# Homework 2

## 1. Create Database and fill it

I will use the twitter sentiment dataset that is mentioned in the task. Originally it is a table with just 3 columns:
*   ItemID -- an index column
*   Sentiment -- a boolean value column, indicating the positive/negative sentiment of the tweet
*   SentimentText -- a text value, containing the text of the tweet



However, analyzing tweet texts we can often find mentions of other users, or some hashtags. I will find such mentions and hashtags in tweets and based on that create the following database with 5 tables:
*   `tweets` table, the original table untouched
*   `users` table, with 2 columns: `user_id`, `username` (only users that were at least once mentioned will be here)
*   `hashtags` table, with 2 columns: `hashtag_id`, `hashtag`
*   `mentions` table, with 3 columns: `mention_id`, `tweet_id` and `mention_id` (an entry here means that tweet with `tweet_id` mentions a user with `user_id`)
*   `hashtag_usage` table, with 3 columns: `hashtag_usage_id`, `tweet_id` and `hashtag_id` (an entry here means that tweet with `tweet_id` contains a hashtag with `hashtag_id`)




Import sqlite and create tables:

In [1]:
import sqlite3

# connecting to the database
conn = sqlite3.connect('twitter.db')

# creating a cursor object we will be sending our queries to
c = conn.cursor()

In [2]:
# delete everything if there was something
c.execute("DROP TABLE IF EXISTS tweets")
c.execute("DROP TABLE IF EXISTS users")
c.execute("DROP TABLE IF EXISTS hashtags")
c.execute("DROP TABLE IF EXISTS mentions")
c.execute("DROP TABLE IF EXISTS hashtag_usage")

# create tables
c.execute("CREATE TABLE tweets(tweet_id INTEGER PRIMARY KEY AUTOINCREMENT, sentiment BOOL, text TEXT)")
c.execute("CREATE TABLE users(user_id INTEGER PRIMARY KEY AUTOINCREMENT, username STRING)")
c.execute("CREATE TABLE hashtags(hashtag_id INTEGER PRIMARY KEY AUTOINCREMENT, hashtag STRING)")

DATA EXCERPT:
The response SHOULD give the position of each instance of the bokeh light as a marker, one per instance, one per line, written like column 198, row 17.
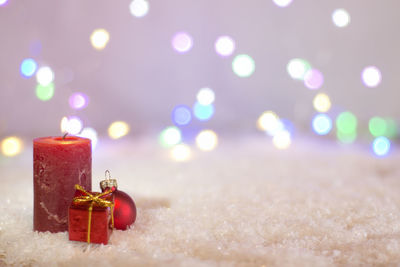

PROBLEMS AND TASKS:
A. Answer each question from the Twitter database homework.
(i) How many columns does the original dataset table have?
(ii) Which users are included in the `users` table?
(iii) What database file does the code connect to?
B. Write the next part of the Twitter database homework, starting after its last line of code.

IN RESPONSE:
A.
(i) Three: ItemID, Sentiment and SentimentText.
(ii) Only users who were mentioned at least once.
(iii) 'twitter.db'.

B.
c.execute("CREATE TABLE mentions(mention_id INTEGER PRIMARY KEY AUTOINCREMENT, tweet_id INT, user_id INT)")
c.execute("CREATE TABLE hashtag_usage(hashtag_usage_id INTEGER PRIMARY KEY AUTOINCREMENT, tweet_id INT, hashtag_id INT)")

<sqlite3.Cursor at 0x7f9ad38066c0>

Now load the dataset:

In [3]:
import pandas as pd
import requests

In [4]:
dataset_url = "https://raw.githubusercontent.com/vineetdhanawat/twitter-sentiment-analysis/master/datasets/Sentiment%20Analysis%20Dataset%20100000.csv"

twitter_dataset = pd.read_csv(dataset_url, sep=",", encoding="ISO-8859-1")

In [5]:
twitter_dataset.columns = ['tweet_id', 'sentiment', 'text']
twitter_dataset.head(15)

Unnamed: 0,tweet_id,sentiment,text
0,1,0,is so sad for my APL frie...
1,2,0,I missed the New Moon trail...
2,3,1,omg its already 7:30 :O
3,4,0,.. Omgaga. Im sooo im gunna CRy. I'...
4,5,0,i think mi bf is cheating on me!!! ...
5,6,0,or i just worry too much?
6,7,1,Juuuuuuuuuuuuuuuuussssst Chillin!!
7,8,0,Sunny Again Work Tomorrow :-| ...
8,9,1,handed in my uniform today . i miss you ...
9,10,1,hmmmm.... i wonder how she my number @-)


Fill in the tables:



In [6]:
import re

# iterate over rows
for _, tweet in twitter_dataset.iterrows():
  # insert in the main table
  c.execute("INSERT INTO tweets VALUES (?, ?, ?)", (tweet['tweet_id'], tweet['sentiment'], tweet['text']))

  # find all mentions using regular expressions
  mentions = re.findall("(^|[^@\w])@(\w{1,15})", tweet['text'])
  for _, user in mentions:
    c.execute("SELECT user_id FROM users WHERE username = ?", (user,))
    res = c.fetchall()
    if res == []:
      c.execute("INSERT INTO users (username) VALUES (?)", (user,))
      c.execute("SELECT user_id FROM users WHERE username = ?", (user,))
      user_id = c.fetchall()[0][0]
    else:
      user_id = res[0][0]
    c.execute("INSERT INTO mentions (tweet_id, user_id) VALUES (?, ?)", (tweet['tweet_id'], user_id))

  # find hashtags using regular expressions
  hashtags = list(set(re.findall(r"#(\w+)", tweet['text'])))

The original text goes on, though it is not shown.